2015 GSA Annual Meeting in Baltimore, Maryland, USA (1-4 November 2015)

Paper No. 161-7
Presentation Time: 3:00 PM


JENSON, Aubri, Department of Biology, Texas State University, 601 University Drive, San Marcos, TX 78666 and SCHWARTZ, Benjamin F., Edwards Aquifer Research and Data Center, Texas State University, 601 University Drive, San Marcos, TX 78666, aaj49@txstate.edu

Caves and their entrance locations are of interest to scientists, engineers, and urban planners for reasons including sinkhole hazard assessment and cave roof collapse. Obtaining unbiased entrance location data is complicated by hindrance to cave accessibility by factors such as terrain considerations, proximity to human development, limited areas of exploration, access to databases, and landowner property access restrictions. Any work that requires an understanding of cave entrance density over a large area must manage detection uncertainty due to these and other biases. One approach is to evaluate cave development in a small area and then test the hypothesis that similar densities exist across similar geologic formations.

A cost map analysis in ArcGIS was used to assess the relationship between entrance density and the proximity to roads along the eastern shoreline of Quintana Roo, Mexico. Quintana Roo is widely known for its extensive cave systems at the existing water table, as well as a level of cave development occurring near the surface, which is prone to collapse. As urban development expands it is increasingly important to assess risk of sinkhole formation, groundwater contamination, and impacts on habitat. Variables used in this analysis include slope, land use, vegetation type, and distance from roads. Spatial Analyst tools were used to evaluate entrance density across geologic units. Entrance locations were overlain by buffers of varying distances from roads in order to evaluate if observed density is a function of accessibility. Cave density per square kilometer decreased geometrically with increased distance from roads. While it is difficult to remove access bias from a data set, an alternative approach is to use similarly biased data for purposes of comparison.

Entrance densities in the 1 km buffer, but from adjacent geologic units (Miocene limestone ≥10km from the coast, or Pleistocene limestone), were compared to determine whether an observed density increase toward the coast reflects geologic controls or sampling bias. Miocene limestone has a much lower entrance density of 0.47 per km2 compared to Pleistocene limestone, which is 1.7 per km2. These results suggest that significant differences exist in the likelihood of entrance development between the two geologic units.

Data:
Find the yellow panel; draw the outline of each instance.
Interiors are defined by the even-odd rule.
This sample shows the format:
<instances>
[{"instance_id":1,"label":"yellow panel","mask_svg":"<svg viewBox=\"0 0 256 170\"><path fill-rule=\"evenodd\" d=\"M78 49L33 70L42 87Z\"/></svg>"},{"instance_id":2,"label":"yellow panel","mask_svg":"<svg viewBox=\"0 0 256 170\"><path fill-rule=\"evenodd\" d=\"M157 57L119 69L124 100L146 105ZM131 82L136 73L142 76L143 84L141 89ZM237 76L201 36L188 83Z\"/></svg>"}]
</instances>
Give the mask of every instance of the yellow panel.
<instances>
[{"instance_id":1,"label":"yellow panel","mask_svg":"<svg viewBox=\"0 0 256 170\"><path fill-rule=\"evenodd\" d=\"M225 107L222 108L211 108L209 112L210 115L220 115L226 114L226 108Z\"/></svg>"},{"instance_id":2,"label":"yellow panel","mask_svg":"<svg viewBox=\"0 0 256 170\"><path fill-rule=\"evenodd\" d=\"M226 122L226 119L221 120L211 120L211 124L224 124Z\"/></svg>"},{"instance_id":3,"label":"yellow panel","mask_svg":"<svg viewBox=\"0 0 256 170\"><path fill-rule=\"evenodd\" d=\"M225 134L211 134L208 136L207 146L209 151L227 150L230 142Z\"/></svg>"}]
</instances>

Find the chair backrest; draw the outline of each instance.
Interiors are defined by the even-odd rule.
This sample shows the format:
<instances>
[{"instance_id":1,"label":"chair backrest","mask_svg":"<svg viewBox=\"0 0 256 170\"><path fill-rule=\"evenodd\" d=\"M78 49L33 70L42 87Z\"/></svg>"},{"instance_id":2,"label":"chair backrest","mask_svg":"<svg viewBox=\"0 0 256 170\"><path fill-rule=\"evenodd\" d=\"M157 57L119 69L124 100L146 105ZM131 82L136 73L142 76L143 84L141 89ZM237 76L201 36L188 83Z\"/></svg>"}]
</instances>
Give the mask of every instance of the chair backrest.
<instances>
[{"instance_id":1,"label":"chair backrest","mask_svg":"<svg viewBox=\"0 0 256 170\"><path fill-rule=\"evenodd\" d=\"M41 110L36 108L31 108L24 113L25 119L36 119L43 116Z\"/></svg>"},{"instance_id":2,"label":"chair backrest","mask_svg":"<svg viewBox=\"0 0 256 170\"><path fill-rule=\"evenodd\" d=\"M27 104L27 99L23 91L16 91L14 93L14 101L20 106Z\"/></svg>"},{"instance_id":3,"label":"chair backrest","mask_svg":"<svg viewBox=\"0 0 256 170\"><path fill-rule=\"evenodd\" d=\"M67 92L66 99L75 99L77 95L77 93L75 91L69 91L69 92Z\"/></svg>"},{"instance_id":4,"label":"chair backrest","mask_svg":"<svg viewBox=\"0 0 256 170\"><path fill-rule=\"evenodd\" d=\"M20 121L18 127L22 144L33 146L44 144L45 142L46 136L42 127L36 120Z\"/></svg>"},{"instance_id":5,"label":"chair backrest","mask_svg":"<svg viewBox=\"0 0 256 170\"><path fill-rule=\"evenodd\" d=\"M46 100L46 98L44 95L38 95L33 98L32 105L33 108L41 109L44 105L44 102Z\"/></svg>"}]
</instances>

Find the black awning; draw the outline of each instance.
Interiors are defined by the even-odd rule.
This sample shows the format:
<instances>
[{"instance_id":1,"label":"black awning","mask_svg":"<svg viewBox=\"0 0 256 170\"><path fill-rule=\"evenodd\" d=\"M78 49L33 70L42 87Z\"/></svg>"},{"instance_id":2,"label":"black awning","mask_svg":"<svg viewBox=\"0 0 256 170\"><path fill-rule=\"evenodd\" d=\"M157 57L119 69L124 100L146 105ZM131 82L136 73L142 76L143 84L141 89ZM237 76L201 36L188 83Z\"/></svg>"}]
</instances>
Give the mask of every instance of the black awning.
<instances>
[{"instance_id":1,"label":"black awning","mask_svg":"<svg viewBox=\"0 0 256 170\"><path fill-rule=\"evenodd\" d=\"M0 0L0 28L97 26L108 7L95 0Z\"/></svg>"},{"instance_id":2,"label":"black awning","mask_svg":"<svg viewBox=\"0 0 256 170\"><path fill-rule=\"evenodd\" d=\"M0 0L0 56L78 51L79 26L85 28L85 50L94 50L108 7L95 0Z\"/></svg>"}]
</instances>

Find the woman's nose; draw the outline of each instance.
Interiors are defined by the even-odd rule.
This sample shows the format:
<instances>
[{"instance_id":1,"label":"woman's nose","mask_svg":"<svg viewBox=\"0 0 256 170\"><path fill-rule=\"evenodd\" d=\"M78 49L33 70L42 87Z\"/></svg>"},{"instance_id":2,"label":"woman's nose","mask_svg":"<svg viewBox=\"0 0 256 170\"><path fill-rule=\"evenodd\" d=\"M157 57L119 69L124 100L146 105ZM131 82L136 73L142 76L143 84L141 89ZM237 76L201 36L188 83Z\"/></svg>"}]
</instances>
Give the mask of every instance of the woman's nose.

Task to carry out: From the cave entrance abstract, write out the stretch from "Entrance densities in" through "two geologic units." word for word.

Result of the exercise:
Entrance densities in the 1 km buffer, but from adjacent geologic units (Miocene limestone ≥10km from the coast, or Pleistocene limestone), were compared to determine whether an observed density increase toward the coast reflects geologic controls or sampling bias. Miocene limestone has a much lower entrance density of 0.47 per km2 compared to Pleistocene limestone, which is 1.7 per km2. These results suggest that significant differences exist in the likelihood of entrance development between the two geologic units.